Segment Start: Data for this task

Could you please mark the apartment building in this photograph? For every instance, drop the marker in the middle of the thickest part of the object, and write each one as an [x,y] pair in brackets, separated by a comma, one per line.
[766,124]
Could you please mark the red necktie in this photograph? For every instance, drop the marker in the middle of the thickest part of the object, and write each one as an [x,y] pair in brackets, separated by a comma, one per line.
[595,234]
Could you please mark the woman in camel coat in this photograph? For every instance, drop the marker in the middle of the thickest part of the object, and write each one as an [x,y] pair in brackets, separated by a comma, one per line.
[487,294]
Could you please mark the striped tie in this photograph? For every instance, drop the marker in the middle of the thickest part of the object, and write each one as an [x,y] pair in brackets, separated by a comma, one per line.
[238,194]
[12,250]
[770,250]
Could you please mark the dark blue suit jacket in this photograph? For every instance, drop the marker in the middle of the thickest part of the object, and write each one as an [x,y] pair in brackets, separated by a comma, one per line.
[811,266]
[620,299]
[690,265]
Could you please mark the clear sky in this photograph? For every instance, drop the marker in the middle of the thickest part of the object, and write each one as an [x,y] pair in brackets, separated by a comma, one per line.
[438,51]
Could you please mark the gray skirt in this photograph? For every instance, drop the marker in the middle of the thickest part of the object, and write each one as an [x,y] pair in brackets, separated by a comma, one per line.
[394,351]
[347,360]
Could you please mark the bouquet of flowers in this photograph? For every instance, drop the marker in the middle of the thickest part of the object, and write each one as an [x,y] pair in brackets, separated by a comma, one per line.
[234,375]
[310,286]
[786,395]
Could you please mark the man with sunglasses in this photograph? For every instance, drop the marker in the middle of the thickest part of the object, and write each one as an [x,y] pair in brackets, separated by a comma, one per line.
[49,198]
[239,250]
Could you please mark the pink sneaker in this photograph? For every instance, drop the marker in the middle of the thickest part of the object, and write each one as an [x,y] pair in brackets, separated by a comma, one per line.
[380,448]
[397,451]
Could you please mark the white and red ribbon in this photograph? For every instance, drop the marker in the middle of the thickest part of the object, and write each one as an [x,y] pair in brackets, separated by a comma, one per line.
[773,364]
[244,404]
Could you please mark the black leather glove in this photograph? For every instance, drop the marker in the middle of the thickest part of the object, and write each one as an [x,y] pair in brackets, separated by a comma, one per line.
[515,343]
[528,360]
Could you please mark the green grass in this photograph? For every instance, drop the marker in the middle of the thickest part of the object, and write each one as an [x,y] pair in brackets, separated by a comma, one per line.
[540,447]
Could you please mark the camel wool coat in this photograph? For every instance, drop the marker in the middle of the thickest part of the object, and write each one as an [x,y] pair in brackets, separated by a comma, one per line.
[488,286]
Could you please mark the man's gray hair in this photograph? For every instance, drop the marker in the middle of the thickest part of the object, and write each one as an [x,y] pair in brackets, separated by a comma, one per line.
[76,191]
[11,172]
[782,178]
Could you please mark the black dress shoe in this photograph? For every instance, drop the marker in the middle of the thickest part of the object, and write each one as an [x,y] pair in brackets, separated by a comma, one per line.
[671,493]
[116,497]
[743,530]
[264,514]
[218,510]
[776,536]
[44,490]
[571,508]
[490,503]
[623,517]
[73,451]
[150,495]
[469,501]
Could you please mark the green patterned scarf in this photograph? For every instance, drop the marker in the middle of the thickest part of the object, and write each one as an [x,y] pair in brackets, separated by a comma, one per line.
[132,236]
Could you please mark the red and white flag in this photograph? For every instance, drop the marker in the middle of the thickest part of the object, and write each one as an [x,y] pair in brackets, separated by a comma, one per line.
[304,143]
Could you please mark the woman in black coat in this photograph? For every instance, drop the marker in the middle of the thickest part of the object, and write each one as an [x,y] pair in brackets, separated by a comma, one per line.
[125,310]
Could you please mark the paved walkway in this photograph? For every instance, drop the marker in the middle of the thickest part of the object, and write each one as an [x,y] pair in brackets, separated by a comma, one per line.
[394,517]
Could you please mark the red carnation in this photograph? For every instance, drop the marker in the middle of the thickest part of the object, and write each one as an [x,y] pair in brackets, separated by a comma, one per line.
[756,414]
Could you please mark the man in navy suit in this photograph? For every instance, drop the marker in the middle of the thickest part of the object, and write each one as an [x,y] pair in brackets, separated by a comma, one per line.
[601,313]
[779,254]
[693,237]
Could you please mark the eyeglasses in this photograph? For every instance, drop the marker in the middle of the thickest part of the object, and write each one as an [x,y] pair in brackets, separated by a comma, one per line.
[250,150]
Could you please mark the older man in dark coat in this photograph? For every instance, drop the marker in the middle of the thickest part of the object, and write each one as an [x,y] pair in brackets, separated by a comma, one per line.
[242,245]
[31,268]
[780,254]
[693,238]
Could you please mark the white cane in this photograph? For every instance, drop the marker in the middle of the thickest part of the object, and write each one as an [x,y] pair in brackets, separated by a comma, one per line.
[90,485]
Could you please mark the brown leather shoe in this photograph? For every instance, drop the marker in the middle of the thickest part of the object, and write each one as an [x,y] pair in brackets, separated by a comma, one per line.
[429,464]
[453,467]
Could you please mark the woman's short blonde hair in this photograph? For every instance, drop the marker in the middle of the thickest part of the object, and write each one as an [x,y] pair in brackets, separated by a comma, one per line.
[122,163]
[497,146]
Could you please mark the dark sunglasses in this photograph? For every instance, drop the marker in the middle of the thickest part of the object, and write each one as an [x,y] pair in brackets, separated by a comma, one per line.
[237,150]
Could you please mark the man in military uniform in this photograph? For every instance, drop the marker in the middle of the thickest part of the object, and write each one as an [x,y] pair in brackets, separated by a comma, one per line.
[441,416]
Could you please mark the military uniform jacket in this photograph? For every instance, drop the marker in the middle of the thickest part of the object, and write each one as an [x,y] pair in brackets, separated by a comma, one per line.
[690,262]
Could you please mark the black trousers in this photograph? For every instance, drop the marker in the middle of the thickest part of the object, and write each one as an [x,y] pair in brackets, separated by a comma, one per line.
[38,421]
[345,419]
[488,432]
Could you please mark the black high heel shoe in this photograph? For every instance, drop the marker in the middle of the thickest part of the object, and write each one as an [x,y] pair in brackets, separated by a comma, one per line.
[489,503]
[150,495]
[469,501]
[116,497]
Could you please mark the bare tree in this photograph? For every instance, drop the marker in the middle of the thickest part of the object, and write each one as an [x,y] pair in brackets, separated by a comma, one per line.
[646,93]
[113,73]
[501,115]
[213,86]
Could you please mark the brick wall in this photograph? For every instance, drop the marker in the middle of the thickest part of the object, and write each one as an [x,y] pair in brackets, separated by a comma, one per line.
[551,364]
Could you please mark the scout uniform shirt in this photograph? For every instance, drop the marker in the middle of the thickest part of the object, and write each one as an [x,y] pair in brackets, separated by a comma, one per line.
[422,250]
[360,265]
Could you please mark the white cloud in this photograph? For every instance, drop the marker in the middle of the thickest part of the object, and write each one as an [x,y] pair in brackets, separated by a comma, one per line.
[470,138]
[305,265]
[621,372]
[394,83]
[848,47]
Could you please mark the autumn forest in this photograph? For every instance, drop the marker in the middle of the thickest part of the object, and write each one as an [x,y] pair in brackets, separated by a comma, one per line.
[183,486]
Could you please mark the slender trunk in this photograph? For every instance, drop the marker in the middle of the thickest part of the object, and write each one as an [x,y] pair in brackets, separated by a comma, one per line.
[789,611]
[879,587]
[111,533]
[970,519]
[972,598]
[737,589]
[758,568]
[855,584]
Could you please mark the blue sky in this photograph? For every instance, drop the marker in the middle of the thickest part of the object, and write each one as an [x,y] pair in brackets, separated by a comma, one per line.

Segment End: Data for this task

:: Problem statement ::
Every line from the one with "Could you please mark the black high" through the last line of the records above should be returned exactly, please, and no others.

:: Expected answer ::
Could you please mark the black high heel shoe in this photograph? For every instance, drop the marker in the middle of the thickest part of the object, and write each one as an [x,y] pair in brackets, separated by a comma, one per line.
[489,503]
[150,495]
[469,501]
[116,497]
Could you please mark the bare tree in this photograph? For every instance, drop the marker in the middle of the thickest part of the object, and write each one as an [x,y] pair in brackets, separated by a comma, one per line.
[646,93]
[113,73]
[501,115]
[213,86]
Could you please mark the brick wall in this photograph? For every instance, drop the marker in the middle of the thickest part of the object, and write each one as an [x,y] pair in brackets, separated by a comma, one per line.
[551,364]
Could you please mark the scout uniform shirt in this photograph? For every instance, drop the marker in the middle of the thickest part of the object, and write each one as an [x,y] pair in brackets, separated by a comma, one per line.
[422,250]
[360,265]
Could you please mark the white cloud in this photograph? For every instance, drop the marker in the middle of the thickest part of the object, and write each one as an [x,y] pair in brackets, separated by a comma, one per line.
[470,138]
[305,265]
[621,372]
[394,83]
[848,47]
Could you please mark the autumn forest in this photograph? For every instance, drop the marker in the middle of the thickest part of the object, and write each one as an [x,y] pair in brackets, separated by a comma, one per line.
[183,486]
Could you please mark the slender trunk in this photograph? For every instance, drop the marker in the middle of the thickest part of the object, and write each one as an [x,y] pair in brackets, separated by a comma, one per line.
[789,611]
[879,587]
[111,533]
[970,519]
[972,598]
[737,589]
[758,568]
[855,584]
Could you please mark the blue sky in this photograph? For every instance, drop the marker in the middle of the thickest part of the object, and write each one as an [x,y] pair in brackets, separated by a comma, one per line.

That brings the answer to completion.